A modified gene and an antiviral drug may help prevent reblockage of arteries in heart patients who have had balloon angioplasty, researchers reported Friday.
In a study at the University of Michigan, researchers experimenting with pigs showed that blockages after angioplasty could be reduced by putting into blood vessel cells an altered gene that made new blood vessel cells sensitive to the antiviral drug ganciclovir.Dr. Gary J. Nabel of the University of Michigan, one of the lead authors of the study published in the journal Science, said the gene causes the formation of what he calls "suicide enzyme" in the target cells.
Nabel said that the gene technique offers promise for correcting a serious problem, called restenosis, for heart patients treated for artery blockage with balloon angioplasty.
In balloon angioplasty therapy, a catheter is threaded through blood vessels to the site of a blockage. A balloon-like tube is then inflated, pushing the material forming the blockage away from the center of the vessel and allowing better blood flow.

==================================================

• What is required
Continue the news report on using a modified gene and an antiviral drug to prevent artery reblockage after balloon angioplasty, picking up after its final sentence.

==================================================

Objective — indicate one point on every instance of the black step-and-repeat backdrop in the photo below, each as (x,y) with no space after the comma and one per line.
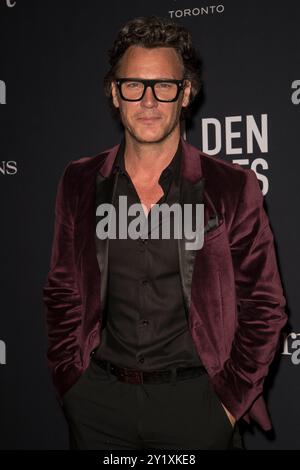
(53,110)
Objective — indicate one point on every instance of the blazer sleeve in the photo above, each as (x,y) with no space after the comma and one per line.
(260,302)
(60,294)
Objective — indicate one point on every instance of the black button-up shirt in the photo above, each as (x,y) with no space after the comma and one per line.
(145,325)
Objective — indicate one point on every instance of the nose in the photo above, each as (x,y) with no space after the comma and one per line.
(149,100)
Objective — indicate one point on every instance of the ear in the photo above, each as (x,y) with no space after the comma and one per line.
(186,94)
(114,93)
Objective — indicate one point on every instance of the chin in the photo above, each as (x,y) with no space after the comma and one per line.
(149,137)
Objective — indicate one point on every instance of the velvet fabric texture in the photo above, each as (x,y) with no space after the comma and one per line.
(231,286)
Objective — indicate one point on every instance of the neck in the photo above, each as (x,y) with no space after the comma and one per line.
(146,161)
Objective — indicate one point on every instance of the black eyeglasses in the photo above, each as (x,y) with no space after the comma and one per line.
(133,89)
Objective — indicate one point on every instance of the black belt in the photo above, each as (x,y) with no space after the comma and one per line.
(155,376)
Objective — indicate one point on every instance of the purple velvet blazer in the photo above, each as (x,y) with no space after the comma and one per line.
(231,286)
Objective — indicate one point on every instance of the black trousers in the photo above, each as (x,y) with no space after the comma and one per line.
(104,413)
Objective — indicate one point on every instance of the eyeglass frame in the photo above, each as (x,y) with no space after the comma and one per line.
(150,83)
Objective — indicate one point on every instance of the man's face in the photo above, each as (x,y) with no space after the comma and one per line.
(149,120)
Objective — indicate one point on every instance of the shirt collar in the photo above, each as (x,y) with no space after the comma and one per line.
(173,169)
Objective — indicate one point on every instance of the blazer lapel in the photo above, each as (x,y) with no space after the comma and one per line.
(106,183)
(191,192)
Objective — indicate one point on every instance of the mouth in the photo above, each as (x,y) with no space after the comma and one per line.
(148,120)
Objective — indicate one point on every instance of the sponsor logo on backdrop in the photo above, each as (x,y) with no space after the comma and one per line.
(296,94)
(2,352)
(291,347)
(8,168)
(201,11)
(11,3)
(239,135)
(2,92)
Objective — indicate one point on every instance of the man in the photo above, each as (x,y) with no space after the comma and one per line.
(153,344)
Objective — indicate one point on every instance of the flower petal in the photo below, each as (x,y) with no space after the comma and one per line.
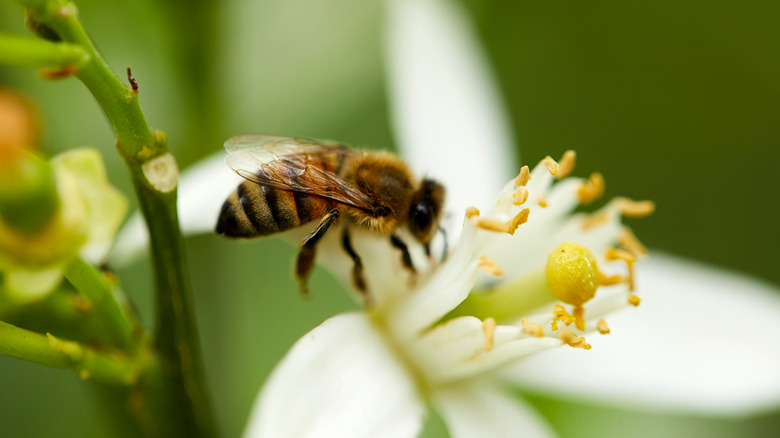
(703,340)
(477,409)
(448,118)
(340,379)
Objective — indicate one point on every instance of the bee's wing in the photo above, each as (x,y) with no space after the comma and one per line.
(294,165)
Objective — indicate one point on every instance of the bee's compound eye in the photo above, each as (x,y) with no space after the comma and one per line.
(422,218)
(381,211)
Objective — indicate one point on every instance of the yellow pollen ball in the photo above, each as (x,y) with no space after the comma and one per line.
(572,273)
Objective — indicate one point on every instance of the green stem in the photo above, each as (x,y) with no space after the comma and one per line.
(99,290)
(53,352)
(154,179)
(35,52)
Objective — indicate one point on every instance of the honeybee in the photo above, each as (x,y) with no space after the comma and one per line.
(291,182)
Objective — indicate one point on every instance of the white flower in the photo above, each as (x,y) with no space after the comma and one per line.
(396,357)
(700,342)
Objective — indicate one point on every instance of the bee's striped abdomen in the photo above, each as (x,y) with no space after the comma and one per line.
(254,210)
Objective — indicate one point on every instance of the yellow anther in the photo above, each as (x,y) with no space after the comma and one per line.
(619,254)
(489,328)
(505,227)
(572,273)
(573,340)
(519,219)
(579,318)
(595,219)
(523,177)
(520,196)
(631,208)
(490,266)
(551,164)
(591,189)
(602,327)
(560,314)
(532,328)
(566,164)
(628,240)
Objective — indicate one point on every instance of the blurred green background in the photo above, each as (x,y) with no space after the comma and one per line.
(673,101)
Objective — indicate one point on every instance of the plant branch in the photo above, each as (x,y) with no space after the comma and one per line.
(35,52)
(54,352)
(99,291)
(154,174)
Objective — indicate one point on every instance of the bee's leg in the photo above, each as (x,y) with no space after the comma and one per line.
(357,269)
(305,262)
(446,246)
(406,258)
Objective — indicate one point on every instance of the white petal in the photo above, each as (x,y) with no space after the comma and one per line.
(703,341)
(203,188)
(448,118)
(476,409)
(340,379)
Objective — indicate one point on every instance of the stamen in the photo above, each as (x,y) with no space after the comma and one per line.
(519,219)
(551,164)
(629,241)
(591,189)
(619,254)
(560,314)
(566,164)
(523,177)
(602,327)
(572,273)
(573,340)
(489,328)
(631,208)
(579,318)
(490,266)
(508,227)
(612,280)
(595,219)
(532,328)
(520,196)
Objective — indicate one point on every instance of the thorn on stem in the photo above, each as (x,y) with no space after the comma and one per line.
(133,82)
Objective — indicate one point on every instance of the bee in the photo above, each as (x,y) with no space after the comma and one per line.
(291,182)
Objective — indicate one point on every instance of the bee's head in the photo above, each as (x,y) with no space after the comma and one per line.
(425,210)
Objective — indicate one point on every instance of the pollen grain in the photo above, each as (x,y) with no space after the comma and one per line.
(636,209)
(523,177)
(520,196)
(573,340)
(566,165)
(490,266)
(602,327)
(551,165)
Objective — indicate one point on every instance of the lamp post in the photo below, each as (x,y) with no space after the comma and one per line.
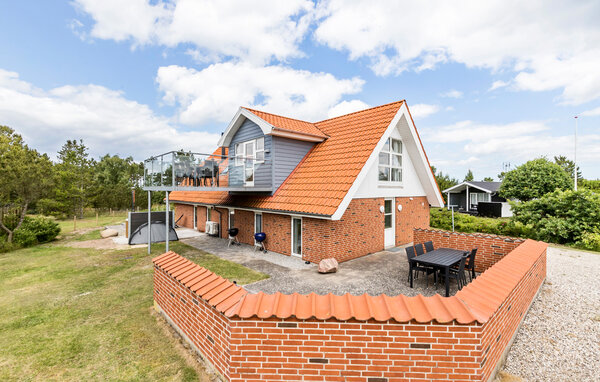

==================================================

• Response for this exercise
But the process also injures the vessel wall, Nabel said. The body responds by growing new cells to replace those that were injured.
In about 40 percent of the cases, too many cells are grown and the result is that the artery is again blocked. Researchers have been trying for years to find a way to prevent this cell overgrowth.
Nabel said the gene and drug therapy starts a cascade effect that helps keep arteries open.
"The nice thing about this strategy is that no other cells of the body are subjected to the toxic form of the drug," Nabel said. He said the technique does affect "bystander cells" that are dividing inappropriately, but it leaves normal cells alone.